• [Exercise prompt] Answer with a bare number: the count of lines in the data below that contain the word "open".

• [Task material]

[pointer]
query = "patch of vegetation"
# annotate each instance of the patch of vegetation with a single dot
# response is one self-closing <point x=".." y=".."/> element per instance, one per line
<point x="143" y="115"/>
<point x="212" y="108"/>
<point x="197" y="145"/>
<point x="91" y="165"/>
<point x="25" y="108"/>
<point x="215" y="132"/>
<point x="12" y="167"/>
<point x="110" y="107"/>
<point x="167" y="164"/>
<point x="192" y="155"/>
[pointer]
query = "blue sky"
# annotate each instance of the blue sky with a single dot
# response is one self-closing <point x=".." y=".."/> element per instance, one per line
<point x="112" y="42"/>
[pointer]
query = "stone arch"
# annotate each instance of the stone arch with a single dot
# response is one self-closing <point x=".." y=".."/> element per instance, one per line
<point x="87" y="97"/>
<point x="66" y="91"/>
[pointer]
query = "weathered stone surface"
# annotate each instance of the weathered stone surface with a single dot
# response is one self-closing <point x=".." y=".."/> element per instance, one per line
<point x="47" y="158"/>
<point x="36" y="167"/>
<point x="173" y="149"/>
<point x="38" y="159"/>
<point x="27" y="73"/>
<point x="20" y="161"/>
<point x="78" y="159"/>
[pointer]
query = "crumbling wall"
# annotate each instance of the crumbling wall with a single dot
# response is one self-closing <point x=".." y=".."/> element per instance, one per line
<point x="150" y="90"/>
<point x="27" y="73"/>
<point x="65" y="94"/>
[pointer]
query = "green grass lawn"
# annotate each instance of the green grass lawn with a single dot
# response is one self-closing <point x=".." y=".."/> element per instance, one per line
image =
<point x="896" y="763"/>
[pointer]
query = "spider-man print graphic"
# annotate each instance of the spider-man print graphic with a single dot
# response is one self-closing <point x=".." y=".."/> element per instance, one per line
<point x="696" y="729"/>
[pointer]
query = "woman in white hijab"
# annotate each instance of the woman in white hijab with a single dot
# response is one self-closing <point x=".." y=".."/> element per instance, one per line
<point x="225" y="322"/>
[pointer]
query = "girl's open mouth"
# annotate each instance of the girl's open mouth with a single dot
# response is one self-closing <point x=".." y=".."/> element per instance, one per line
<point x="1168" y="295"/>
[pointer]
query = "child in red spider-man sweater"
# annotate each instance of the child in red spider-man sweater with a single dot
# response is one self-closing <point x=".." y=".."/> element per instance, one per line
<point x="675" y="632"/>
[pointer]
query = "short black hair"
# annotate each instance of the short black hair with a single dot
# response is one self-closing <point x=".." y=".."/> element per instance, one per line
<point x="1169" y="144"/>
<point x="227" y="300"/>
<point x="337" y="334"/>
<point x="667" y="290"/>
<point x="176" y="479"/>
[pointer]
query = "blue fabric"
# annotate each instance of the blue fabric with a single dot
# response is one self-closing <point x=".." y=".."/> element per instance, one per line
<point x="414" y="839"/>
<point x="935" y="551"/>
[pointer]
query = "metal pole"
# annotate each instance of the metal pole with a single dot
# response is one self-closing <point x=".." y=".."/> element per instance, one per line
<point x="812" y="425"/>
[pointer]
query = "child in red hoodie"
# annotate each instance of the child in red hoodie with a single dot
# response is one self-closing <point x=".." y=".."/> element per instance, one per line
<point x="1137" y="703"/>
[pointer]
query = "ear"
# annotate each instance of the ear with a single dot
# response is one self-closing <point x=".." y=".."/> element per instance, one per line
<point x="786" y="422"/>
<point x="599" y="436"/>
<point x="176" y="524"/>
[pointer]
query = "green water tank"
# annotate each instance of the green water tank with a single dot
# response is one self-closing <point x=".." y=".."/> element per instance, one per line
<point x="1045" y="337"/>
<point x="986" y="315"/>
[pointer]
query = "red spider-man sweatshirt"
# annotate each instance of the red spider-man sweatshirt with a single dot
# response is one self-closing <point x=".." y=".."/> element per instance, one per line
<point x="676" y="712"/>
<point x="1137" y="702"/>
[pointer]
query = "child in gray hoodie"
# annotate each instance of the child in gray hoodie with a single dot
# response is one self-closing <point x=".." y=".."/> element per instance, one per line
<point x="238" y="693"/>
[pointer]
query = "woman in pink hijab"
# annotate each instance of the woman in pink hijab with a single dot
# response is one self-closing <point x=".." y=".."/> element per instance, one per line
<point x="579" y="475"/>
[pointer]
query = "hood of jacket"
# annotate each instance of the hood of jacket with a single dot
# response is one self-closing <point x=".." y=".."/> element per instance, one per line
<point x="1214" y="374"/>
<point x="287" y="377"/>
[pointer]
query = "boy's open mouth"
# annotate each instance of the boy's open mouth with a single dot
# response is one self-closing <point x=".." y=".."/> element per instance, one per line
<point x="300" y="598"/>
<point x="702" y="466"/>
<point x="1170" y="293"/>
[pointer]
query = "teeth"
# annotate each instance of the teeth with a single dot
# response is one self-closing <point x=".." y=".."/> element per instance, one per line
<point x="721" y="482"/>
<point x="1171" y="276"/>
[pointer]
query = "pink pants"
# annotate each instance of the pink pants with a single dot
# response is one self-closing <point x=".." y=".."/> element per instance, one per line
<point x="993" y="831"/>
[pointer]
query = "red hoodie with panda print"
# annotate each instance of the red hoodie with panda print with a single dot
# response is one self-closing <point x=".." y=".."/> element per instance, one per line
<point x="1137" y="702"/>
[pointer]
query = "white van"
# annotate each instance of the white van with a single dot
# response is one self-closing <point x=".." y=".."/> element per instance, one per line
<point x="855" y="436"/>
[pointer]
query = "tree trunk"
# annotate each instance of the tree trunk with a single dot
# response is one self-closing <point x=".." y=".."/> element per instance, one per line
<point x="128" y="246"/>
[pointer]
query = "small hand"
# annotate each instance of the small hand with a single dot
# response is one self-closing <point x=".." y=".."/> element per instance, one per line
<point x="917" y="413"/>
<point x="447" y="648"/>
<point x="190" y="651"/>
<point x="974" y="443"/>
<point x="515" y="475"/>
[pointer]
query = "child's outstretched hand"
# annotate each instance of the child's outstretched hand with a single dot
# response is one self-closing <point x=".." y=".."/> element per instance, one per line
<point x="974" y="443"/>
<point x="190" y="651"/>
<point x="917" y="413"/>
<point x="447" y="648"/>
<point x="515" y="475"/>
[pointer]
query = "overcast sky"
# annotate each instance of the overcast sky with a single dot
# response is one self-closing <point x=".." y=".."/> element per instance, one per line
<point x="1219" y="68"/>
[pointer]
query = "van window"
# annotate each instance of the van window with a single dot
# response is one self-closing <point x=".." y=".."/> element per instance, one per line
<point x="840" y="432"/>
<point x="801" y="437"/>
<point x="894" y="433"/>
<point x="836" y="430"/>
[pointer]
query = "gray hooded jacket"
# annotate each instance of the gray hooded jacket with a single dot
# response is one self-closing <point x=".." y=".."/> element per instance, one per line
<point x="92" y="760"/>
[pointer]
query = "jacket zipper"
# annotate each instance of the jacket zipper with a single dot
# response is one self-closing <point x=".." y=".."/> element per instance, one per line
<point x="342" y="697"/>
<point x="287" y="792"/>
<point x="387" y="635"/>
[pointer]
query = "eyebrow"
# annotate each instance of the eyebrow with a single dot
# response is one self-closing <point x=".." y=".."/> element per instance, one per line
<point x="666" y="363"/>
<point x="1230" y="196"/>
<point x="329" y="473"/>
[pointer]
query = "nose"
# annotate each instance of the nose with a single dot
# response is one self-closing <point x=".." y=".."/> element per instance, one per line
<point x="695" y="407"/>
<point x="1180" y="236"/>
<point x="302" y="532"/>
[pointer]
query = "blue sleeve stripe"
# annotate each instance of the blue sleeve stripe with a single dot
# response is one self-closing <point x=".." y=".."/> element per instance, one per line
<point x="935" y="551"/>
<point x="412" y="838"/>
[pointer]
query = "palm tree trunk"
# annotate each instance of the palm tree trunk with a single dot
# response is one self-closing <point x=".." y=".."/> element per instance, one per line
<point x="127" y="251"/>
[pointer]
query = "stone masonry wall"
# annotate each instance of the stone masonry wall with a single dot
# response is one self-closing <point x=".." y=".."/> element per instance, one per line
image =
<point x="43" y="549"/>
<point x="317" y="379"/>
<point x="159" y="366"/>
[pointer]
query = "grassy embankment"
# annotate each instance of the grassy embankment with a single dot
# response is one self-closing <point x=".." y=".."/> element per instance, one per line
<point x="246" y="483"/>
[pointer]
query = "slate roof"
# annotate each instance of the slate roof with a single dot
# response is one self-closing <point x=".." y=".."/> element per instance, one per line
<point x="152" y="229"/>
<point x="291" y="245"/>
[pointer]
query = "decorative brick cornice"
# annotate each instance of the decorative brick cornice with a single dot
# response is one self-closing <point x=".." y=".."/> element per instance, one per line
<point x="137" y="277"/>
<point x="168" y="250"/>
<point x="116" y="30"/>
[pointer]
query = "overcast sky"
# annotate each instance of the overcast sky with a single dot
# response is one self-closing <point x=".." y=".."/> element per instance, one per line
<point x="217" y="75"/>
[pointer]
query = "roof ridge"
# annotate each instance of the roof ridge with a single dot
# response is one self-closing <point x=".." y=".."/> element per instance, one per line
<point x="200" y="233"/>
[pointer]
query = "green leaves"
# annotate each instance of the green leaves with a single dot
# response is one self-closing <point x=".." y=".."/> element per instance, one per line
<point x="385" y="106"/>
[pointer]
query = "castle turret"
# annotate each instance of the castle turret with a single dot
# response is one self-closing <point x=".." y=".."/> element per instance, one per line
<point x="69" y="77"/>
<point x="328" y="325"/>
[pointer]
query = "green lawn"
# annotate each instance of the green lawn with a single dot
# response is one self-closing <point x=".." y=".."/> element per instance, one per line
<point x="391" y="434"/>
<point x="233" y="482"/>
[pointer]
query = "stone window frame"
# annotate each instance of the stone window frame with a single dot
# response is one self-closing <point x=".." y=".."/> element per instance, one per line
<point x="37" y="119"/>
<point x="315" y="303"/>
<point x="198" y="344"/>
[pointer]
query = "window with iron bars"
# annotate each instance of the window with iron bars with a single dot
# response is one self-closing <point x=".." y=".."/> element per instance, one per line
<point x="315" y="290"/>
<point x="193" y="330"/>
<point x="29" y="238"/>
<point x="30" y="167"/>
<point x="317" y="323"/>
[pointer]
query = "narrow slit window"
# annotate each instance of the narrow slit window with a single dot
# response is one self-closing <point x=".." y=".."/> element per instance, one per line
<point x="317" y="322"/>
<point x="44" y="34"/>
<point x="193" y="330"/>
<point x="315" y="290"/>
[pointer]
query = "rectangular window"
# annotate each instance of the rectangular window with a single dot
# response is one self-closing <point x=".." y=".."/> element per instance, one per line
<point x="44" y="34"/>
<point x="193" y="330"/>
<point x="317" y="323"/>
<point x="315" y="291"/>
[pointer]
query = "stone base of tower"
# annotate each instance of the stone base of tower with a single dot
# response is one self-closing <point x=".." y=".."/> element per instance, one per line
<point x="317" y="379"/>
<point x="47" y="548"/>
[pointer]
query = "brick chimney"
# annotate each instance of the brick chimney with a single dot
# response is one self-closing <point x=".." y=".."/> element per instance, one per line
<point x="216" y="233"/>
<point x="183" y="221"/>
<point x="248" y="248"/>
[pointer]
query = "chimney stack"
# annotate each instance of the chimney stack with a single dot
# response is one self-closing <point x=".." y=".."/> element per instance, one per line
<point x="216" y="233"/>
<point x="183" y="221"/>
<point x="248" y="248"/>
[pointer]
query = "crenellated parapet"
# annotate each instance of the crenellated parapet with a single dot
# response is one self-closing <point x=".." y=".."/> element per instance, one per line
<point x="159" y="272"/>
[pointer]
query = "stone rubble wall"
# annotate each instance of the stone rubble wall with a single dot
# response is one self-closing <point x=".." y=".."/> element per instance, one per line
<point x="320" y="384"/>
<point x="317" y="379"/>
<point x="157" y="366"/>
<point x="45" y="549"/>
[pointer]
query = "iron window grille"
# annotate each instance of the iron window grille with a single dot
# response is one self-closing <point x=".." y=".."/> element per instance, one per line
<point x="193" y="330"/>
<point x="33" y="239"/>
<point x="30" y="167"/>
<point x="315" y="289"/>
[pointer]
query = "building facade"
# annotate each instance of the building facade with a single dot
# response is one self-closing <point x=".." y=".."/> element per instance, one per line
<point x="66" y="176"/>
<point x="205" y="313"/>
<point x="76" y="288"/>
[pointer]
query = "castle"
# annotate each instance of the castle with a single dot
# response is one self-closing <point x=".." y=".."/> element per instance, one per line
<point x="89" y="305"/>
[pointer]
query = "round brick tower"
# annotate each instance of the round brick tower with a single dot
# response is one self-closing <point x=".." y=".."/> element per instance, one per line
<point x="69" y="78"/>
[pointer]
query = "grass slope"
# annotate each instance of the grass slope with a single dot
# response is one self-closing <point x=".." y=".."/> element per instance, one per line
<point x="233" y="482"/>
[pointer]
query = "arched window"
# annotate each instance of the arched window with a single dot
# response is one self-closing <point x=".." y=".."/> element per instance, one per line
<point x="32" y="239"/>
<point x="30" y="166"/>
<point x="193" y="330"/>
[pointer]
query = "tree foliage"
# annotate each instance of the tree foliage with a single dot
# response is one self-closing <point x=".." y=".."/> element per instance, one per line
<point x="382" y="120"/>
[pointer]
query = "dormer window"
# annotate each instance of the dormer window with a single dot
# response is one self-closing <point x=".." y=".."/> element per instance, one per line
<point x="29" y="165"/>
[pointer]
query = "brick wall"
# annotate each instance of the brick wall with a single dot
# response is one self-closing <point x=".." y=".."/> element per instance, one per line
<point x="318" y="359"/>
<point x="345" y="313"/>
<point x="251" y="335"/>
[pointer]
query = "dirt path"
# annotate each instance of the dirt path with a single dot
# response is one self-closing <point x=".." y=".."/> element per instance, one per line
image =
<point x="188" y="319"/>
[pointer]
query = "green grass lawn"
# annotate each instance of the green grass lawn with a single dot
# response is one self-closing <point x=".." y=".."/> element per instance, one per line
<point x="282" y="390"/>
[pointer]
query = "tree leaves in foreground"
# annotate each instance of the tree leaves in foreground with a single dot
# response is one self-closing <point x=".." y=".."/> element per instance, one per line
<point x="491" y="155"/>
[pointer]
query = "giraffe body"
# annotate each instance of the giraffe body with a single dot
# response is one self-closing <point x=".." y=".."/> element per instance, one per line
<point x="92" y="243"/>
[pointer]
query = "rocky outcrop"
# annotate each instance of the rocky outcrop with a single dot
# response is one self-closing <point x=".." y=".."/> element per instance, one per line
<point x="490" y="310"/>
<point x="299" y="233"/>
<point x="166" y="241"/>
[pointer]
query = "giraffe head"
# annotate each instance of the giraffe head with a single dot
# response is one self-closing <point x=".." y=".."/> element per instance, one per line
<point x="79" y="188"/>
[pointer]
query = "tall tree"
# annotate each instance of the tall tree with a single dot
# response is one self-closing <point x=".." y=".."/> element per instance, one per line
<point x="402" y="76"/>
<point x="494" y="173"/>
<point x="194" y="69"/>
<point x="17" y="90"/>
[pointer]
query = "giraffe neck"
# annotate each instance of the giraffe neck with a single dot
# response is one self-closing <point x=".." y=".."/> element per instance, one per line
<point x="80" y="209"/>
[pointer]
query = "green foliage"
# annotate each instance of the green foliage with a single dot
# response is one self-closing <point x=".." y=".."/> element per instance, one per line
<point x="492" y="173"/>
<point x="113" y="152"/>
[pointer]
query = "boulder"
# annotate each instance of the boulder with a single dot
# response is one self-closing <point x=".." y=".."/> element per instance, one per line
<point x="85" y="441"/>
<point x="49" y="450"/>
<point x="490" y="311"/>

• [Answer to the problem] 4